EXERCISE DIRECTIONS - From the first line to the last, restate the records word for word, skipping the pictures.

[Start of section]

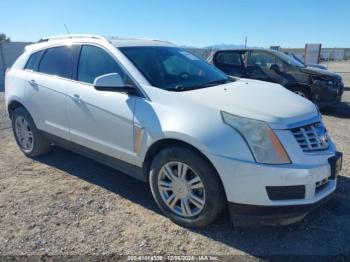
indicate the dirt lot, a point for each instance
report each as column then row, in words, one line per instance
column 63, row 203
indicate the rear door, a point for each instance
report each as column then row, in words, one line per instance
column 230, row 62
column 49, row 74
column 101, row 120
column 260, row 66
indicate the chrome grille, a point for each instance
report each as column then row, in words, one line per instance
column 311, row 137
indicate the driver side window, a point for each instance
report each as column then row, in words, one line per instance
column 94, row 62
column 261, row 59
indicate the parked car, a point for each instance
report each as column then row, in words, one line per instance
column 318, row 66
column 203, row 141
column 322, row 87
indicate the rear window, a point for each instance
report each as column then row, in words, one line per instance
column 57, row 61
column 230, row 58
column 33, row 61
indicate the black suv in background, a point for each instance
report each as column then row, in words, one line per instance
column 322, row 87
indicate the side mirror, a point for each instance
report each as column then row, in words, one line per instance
column 112, row 82
column 275, row 67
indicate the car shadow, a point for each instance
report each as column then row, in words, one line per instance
column 326, row 231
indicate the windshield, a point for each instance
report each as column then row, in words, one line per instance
column 173, row 68
column 290, row 60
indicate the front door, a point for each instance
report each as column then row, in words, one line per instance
column 100, row 120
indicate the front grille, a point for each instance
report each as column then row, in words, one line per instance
column 311, row 137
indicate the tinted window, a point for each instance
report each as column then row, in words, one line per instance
column 33, row 61
column 261, row 59
column 95, row 62
column 231, row 58
column 173, row 68
column 57, row 61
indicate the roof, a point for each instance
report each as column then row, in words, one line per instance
column 81, row 38
column 139, row 42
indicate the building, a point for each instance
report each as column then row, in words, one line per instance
column 9, row 52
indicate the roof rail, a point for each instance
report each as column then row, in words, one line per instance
column 72, row 36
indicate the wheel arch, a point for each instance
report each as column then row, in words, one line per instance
column 13, row 105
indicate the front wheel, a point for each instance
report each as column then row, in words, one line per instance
column 186, row 187
column 28, row 137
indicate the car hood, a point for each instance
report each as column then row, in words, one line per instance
column 264, row 101
column 318, row 72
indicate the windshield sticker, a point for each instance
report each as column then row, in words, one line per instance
column 189, row 55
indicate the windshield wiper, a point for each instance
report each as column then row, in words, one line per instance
column 180, row 88
column 214, row 83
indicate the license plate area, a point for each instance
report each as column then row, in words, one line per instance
column 335, row 163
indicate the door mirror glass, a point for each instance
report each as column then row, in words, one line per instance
column 275, row 67
column 109, row 81
column 114, row 83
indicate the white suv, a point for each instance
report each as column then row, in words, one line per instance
column 203, row 141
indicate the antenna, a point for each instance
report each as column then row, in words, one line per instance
column 65, row 26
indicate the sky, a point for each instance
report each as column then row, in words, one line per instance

[End of section]

REPLY -
indicate the dirt lot, a point for each instance
report each as column then row, in words, one line per instance
column 63, row 203
indicate the rear door, a point for each instance
report each as column then row, in words, one line per instance
column 230, row 62
column 49, row 74
column 101, row 120
column 260, row 66
indicate the chrome grille, a point for each instance
report each as column then row, in words, one line per instance
column 311, row 137
indicate the driver side window, a point for each instance
report each as column then row, in words, one line per instance
column 94, row 62
column 261, row 59
indicate the parked car, a point for each instance
report each as column then row, in words, one line per instance
column 318, row 66
column 203, row 141
column 322, row 87
indicate the rear window, a point for each instance
report each as column then row, in words, one line per instance
column 57, row 61
column 230, row 58
column 33, row 61
indicate the black suv in background, a point for each instance
report each as column then row, in words, one line per instance
column 322, row 87
indicate the side mirror, a point for each instance
report each as column then row, in words, one line per instance
column 112, row 82
column 275, row 67
indicate the car shadow, a point for each instance
report each as column then row, in words, one line per instance
column 326, row 231
indicate the windshield, a point for each instance
report each as column then row, in words, one line per instance
column 173, row 68
column 290, row 60
indicate the front door, a point for each instance
report each as column then row, in words, one line per instance
column 100, row 120
indicate the front grille, a point for each instance
report each as column then row, in words, one line per instance
column 311, row 137
indicate the tinted window, a point for each instance
report each as column then row, in words, one line per instance
column 33, row 61
column 261, row 59
column 95, row 62
column 231, row 58
column 173, row 68
column 57, row 61
indicate the roof, a point for each instance
report each as column then row, in words, one line per instance
column 81, row 38
column 139, row 42
indicate the building, a point for each instance
report each as column then row, in words, one line per instance
column 9, row 52
indicate the roof rail, a point for each instance
report each as column then row, in words, one line per instance
column 72, row 36
indicate the wheel arch, a point for each instance
report each as column then row, in words, one line per instance
column 13, row 105
indicate the front wheel, a point for each instance
report each as column then row, in words, one line per instance
column 186, row 187
column 28, row 137
indicate the car hood, a point for each instance
report each as column then row, in words, one line per instance
column 264, row 101
column 318, row 72
indicate the windshield sticker, a point for each instance
report each as column then row, in words, one line per instance
column 189, row 55
indicate the windshield wiper, a point for each instance
report each as column then row, in words, one line per instance
column 180, row 88
column 214, row 83
indicate the license plate area, a point for each instance
report each as column then row, in words, one line per instance
column 335, row 163
indicate the door mirror glass, a point for each instance
report each as column then row, in words, one line per instance
column 275, row 67
column 109, row 81
column 114, row 83
indicate the white suv, a point for each instance
report each as column then row, in words, one line per instance
column 203, row 141
indicate the antenna, a point for each instance
report each as column then row, in words, one line per instance
column 65, row 26
indicate the sky, a point for each instance
report each as column then row, in words, one line per instance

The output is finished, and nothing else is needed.